▸ Request: Can you pick out and copy every line in the records below that contains the string "places"? Case counts.

Dataset records:
* Begin *

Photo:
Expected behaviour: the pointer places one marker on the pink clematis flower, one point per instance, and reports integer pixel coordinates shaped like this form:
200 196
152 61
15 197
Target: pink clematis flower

* End *
* Begin *

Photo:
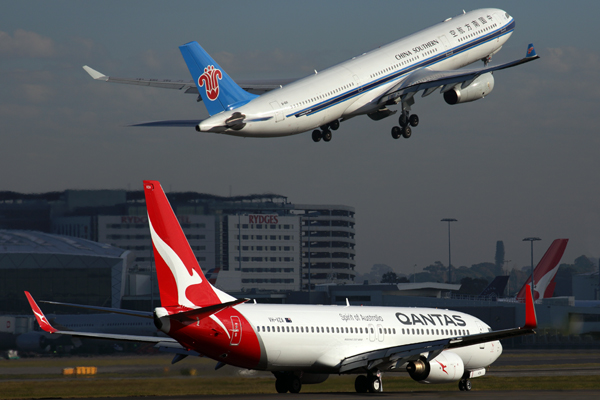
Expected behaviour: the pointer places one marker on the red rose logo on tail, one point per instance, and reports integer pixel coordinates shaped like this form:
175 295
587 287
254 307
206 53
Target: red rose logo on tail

* End *
* Begin *

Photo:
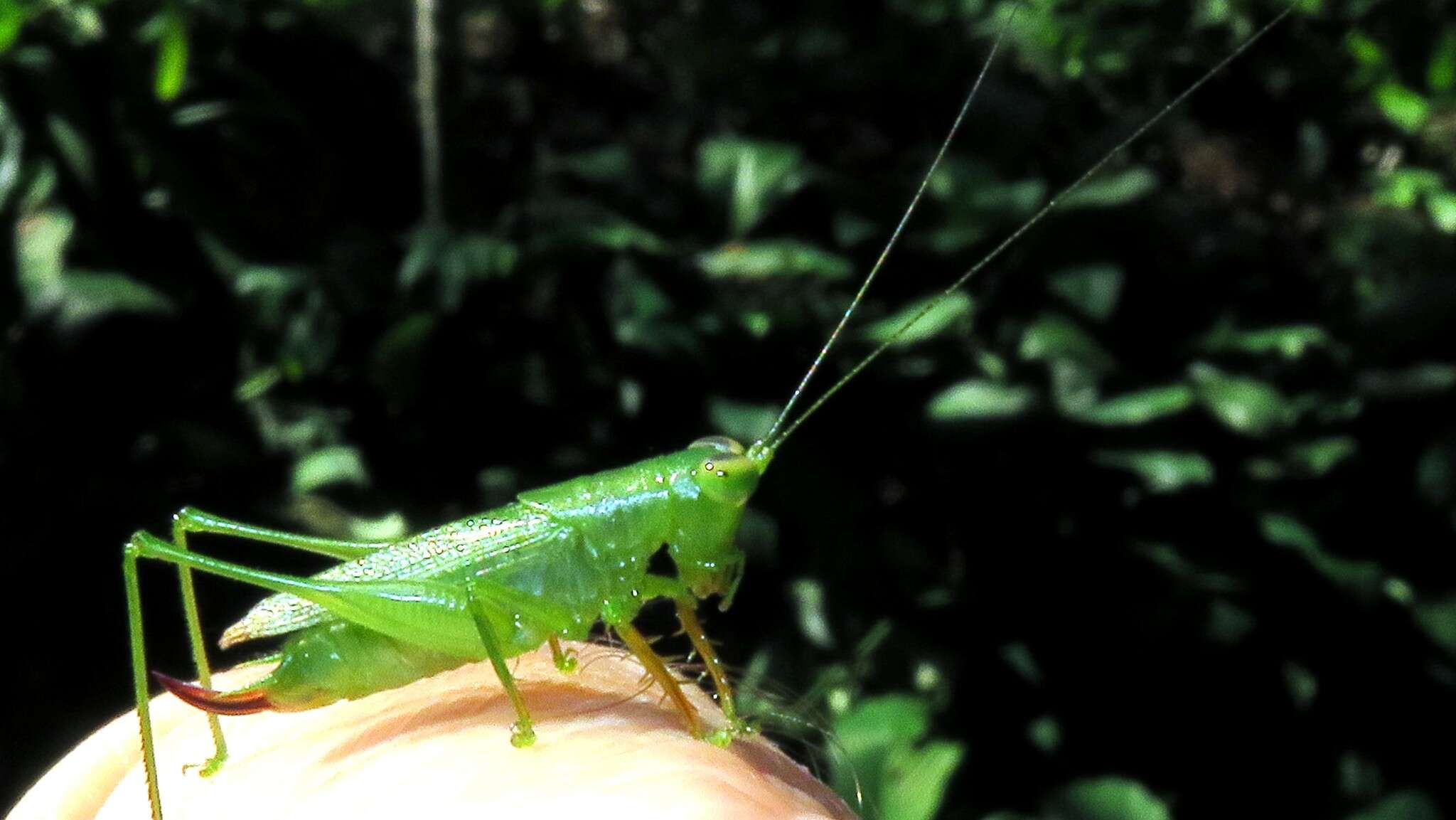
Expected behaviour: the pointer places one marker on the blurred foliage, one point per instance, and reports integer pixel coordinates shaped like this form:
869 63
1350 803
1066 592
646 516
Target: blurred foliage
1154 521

* End *

▸ Exercise result:
Expected behaviour: the pointer places one marker on the pink clematis flower, one point per instance, and reports integer pixel coordinates shaped like this form:
Expected behaviour: the pointer places one marker on the red rose logo on tail, one point per instance, and reports integer pixel coordinates shaped like this form:
Expected behaviour: the pointer places one marker on the blurred foliage, one point per instance, and reports integer pixel coordinates shaped like this form:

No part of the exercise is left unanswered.